WORK REQUIRED ▸
The line containing "Would you mind marking the rolling" marks where to begin; quote it and every line after it through the end of the data, exactly as written.

INPUT FOR THIS TASK ▸
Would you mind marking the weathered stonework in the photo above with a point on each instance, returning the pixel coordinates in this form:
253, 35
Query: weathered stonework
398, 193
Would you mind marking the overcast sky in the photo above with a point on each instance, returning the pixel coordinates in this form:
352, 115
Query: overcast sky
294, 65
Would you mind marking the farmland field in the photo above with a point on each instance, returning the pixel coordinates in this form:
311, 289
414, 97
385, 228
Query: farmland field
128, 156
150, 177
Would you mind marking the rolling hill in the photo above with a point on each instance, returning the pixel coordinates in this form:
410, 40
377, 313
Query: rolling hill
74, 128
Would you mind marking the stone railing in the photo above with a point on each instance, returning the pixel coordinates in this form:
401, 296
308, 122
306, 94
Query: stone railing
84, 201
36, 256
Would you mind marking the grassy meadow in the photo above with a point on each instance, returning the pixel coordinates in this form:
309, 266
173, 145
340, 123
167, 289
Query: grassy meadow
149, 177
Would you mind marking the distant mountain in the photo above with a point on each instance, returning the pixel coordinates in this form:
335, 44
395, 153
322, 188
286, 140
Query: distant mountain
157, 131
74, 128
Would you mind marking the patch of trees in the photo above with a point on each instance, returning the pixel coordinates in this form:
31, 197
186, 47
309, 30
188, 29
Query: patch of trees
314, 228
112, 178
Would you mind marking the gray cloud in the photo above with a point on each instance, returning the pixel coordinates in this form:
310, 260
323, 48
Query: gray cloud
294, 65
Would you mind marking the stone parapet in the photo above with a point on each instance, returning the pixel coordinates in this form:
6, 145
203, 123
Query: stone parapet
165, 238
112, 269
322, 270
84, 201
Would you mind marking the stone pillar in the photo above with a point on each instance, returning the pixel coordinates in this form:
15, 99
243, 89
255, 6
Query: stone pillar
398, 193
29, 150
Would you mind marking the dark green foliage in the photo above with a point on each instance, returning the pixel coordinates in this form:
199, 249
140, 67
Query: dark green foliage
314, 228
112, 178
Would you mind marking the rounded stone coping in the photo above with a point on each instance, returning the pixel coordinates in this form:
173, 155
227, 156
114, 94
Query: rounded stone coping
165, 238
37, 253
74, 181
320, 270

RESULT FOR THIS EXERCISE ▸
Would you mind marking the rolling hill in the photo above with a point on each instance, returning the pixel coordinates in this form:
410, 40
377, 313
Query: rolling hill
74, 128
Would you mind marking the stone railing in the photo above with a point on each instance, returning the pixel coordinates in this form:
401, 296
308, 122
306, 94
Query: stone railing
84, 201
36, 256
Would you mind marking the grassy meadow in the photo above with a point on each instance, returning the pixel coordinates in this form:
309, 266
173, 145
340, 123
167, 289
Query: grassy meadow
149, 177
Would you mind marking the distant mountain in the photo above with a point on each instance, returning the pixel coordinates in this form:
335, 44
395, 153
322, 188
286, 140
Query: distant mountain
157, 131
74, 128
Would you mind marking the patch of trees in the photo above with a point on each instance, returning the pixel coordinates in this form:
31, 197
186, 47
309, 30
188, 29
Query: patch of trees
314, 228
112, 178
Would you mind marking the gray cloud in the photo above with a point on each instance, returning the pixel coordinates in this form:
310, 260
323, 48
Query: gray cloud
294, 65
Would you mind marking the stone parapet in the photo above with a point on each instance, returning the pixel coordinates in this form:
6, 145
203, 123
Query: stone parapet
165, 238
112, 269
322, 270
84, 201
Would you mind marking the stone pillar in the photo above with a point on each instance, returning the pixel coordinates in this form:
15, 99
243, 89
255, 6
Query: stone pillar
398, 193
29, 150
Would you mind marking the dark green foliage in the photo above with a point on each instance, returning the pixel coordinates in this form:
199, 249
140, 67
Query: dark green foliage
314, 228
112, 178
Would you mind marking the rounded stone coping in the photo above with a point on each instance, returning the pixel coordinates in this form:
173, 155
227, 156
114, 94
Query: rounded stone coping
165, 238
37, 253
74, 181
320, 270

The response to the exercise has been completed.